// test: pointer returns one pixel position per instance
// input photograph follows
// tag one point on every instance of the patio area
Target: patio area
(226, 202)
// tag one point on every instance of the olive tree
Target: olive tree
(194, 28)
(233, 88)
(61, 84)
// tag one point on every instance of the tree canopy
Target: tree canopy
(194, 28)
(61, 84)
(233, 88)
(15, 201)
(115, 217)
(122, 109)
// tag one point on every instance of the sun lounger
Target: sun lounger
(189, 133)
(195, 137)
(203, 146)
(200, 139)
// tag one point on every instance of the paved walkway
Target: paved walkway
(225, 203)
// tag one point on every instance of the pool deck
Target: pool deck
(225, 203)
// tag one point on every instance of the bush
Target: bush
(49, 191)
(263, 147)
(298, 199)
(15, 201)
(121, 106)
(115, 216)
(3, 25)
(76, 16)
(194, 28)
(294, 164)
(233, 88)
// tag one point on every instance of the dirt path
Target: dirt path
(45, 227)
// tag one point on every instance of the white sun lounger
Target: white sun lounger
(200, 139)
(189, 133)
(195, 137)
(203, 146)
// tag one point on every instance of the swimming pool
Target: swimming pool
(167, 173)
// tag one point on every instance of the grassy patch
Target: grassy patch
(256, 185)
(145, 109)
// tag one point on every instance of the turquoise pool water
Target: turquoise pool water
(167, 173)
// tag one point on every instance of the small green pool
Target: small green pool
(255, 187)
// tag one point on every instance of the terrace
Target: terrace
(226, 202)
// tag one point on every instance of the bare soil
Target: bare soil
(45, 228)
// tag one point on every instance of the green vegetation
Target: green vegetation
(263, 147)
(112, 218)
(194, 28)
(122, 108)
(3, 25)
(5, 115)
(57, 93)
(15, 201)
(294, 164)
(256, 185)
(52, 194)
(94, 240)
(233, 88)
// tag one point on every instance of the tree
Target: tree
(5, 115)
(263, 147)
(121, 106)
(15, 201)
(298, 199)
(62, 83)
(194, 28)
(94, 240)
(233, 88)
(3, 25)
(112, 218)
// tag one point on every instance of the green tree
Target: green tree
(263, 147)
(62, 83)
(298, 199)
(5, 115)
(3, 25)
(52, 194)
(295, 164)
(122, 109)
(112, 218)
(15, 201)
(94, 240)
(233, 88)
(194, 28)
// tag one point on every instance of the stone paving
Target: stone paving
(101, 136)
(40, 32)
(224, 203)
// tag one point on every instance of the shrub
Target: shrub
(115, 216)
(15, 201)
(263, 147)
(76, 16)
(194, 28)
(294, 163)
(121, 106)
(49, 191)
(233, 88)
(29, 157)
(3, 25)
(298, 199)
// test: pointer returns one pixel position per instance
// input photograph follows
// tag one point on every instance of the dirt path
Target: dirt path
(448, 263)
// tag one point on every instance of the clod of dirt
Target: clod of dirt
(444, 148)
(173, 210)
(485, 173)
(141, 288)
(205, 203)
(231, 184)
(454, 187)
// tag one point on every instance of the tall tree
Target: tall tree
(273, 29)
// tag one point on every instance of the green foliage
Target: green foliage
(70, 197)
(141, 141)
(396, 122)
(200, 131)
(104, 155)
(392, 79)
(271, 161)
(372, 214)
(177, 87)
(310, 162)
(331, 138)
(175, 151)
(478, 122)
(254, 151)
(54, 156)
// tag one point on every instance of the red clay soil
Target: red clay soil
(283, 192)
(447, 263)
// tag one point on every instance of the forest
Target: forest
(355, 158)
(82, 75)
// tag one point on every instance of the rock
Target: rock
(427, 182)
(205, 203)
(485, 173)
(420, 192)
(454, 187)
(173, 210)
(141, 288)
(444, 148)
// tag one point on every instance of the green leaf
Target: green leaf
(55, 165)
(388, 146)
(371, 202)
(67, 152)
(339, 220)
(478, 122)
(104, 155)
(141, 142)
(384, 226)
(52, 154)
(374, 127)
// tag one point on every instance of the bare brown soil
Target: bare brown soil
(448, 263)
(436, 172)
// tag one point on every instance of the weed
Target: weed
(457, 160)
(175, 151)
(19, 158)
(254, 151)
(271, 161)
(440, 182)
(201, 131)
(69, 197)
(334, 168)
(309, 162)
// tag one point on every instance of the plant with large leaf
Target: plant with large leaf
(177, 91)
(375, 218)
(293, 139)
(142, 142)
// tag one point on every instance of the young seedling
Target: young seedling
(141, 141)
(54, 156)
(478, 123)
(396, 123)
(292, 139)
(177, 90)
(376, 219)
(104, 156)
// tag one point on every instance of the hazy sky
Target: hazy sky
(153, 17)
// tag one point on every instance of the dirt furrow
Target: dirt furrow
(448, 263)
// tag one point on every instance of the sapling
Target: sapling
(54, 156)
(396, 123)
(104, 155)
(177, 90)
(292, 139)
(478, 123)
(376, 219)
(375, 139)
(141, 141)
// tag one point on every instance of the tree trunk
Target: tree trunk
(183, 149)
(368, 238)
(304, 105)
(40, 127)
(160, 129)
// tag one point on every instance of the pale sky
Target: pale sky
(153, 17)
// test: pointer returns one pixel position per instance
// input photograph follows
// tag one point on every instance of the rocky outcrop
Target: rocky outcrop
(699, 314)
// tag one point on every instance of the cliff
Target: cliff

☆ ☆ ☆ ☆

• [Activity]
Copy out each line carrying the string "cliff" from the data.

• [Solution for this problem]
// tag one point on every instance of the cliff
Target: cliff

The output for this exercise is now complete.